Исходный текст:
В этой песенной думе захваченного разбойника слышится, с одной стороны, нераскаянность злодея в его служении злу, а с другой – совершенная беззлобность по отношению к грозному казнящему царю. Не всякому, как Гриневу, удавалось «подслушать» такое. Ведь сама по себе песня – одно, а пропетая людьми, обреченными виселице, – совсем другое...
Не менее волнует и последующая беседа Гринева с Пугачевым, уже наедине. Мы радуемся, что, несмотря на взаимную симпатию, каждый продолжает оставаться самим собой, что Гринев не пал, что чувство долга в нем взяло верх «над слабостию человеческою» и он нашел в себе силы сказать Пугачеву то же, за что недавно были убиты его товарищи:
««Нет, – отвечал я с твердостию. – Я природный дворянин; я присягал государыне императрице: тебе служить не могу. Коли ты в самом деле желаешь мне добра, так отпусти меня в Оренбург».

Формулировка задачи A:
Определите, согласуются ли с исходным текстом утверждения: (i) Гринев отказался служить Пугачеву, сославшись на присягу государыне; (ii) беседа Гринева с Пугачевым проходила при свидетелях; (iii) в песне захваченного разбойника слышится злоба к казнящему царю. Для каждого ответьте «да» или «нет» и приведите решающие слова исходного текста в точной цитате.
Формулировка задачи B:
Повторите дословно фрагмент исходного текста от слов «В этой песенной» до слов «виселице, – совсем другое...».

(Извлеченные записи)

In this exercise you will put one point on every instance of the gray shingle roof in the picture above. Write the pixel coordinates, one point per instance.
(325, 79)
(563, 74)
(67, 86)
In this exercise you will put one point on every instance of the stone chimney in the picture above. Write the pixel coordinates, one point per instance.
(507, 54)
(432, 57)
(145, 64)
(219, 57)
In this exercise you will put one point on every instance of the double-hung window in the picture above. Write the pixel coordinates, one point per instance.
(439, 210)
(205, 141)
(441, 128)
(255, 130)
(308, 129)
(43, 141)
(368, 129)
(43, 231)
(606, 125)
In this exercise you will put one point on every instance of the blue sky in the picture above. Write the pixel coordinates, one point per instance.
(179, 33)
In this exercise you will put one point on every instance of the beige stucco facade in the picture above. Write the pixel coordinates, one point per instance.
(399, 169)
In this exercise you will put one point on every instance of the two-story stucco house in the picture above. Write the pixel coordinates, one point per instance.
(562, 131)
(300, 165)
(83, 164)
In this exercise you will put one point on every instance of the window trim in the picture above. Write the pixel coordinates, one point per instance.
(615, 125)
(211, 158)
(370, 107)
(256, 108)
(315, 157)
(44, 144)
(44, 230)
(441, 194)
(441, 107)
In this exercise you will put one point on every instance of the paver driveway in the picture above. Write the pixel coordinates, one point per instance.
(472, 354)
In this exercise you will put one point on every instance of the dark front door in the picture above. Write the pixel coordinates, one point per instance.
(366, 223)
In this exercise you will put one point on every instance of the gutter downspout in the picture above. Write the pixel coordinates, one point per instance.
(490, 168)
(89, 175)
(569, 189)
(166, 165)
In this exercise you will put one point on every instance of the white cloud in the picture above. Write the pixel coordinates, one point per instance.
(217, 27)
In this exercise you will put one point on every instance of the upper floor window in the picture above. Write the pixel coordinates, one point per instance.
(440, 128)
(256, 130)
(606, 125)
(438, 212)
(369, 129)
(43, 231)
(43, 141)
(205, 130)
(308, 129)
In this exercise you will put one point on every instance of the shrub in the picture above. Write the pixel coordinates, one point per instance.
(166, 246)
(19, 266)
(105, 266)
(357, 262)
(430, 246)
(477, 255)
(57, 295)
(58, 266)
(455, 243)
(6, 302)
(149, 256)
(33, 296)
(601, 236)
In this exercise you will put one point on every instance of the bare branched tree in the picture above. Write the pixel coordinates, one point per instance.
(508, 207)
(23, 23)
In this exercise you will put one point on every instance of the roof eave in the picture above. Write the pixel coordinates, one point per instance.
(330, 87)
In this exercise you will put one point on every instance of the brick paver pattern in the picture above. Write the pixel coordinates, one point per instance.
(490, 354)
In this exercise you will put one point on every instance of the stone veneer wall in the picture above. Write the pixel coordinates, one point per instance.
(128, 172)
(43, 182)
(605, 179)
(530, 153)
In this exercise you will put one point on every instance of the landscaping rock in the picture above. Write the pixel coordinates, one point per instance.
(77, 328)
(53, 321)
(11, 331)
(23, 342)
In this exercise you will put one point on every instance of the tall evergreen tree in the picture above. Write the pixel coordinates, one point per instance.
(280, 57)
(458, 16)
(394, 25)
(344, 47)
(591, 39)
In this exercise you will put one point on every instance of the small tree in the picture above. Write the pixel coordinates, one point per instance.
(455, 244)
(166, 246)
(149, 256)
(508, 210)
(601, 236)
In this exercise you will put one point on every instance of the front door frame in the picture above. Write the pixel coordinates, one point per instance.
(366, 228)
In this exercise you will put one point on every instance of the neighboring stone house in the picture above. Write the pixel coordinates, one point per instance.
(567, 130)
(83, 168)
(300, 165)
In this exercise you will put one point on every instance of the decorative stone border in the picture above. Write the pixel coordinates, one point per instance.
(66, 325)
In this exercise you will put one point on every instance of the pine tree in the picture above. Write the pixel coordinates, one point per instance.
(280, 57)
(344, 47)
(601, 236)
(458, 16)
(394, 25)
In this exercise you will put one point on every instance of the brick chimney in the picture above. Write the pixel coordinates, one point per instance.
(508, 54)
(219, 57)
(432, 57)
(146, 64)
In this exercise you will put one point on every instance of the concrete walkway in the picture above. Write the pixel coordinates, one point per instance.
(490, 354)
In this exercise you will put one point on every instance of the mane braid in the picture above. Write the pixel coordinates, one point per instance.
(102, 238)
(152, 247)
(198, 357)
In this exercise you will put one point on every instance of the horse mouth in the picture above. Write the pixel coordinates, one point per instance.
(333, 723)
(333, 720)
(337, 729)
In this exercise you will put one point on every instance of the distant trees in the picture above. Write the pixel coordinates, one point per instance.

Решение задачи A:
(i) Да: «я присягал государыне императрице: тебе служить не могу».
(ii) Нет: «последующая беседа Гринева с Пугачевым, уже наедине».
(iii) Нет: «совершенная беззлобность по отношению к грозному казнящему царю».

Решение задачи B:
В этой песенной думе захваченного разбойника слышится, с одной стороны, нераскаянность злодея в его служении злу, а с другой – совершенная беззлобность по отношению к грозному казнящему царю. Не всякому, как Гриневу, удавалось «подслушать» такое. Ведь сама по себе песня – одно, а пропетая людьми, обреченными виселице, – совсем другое...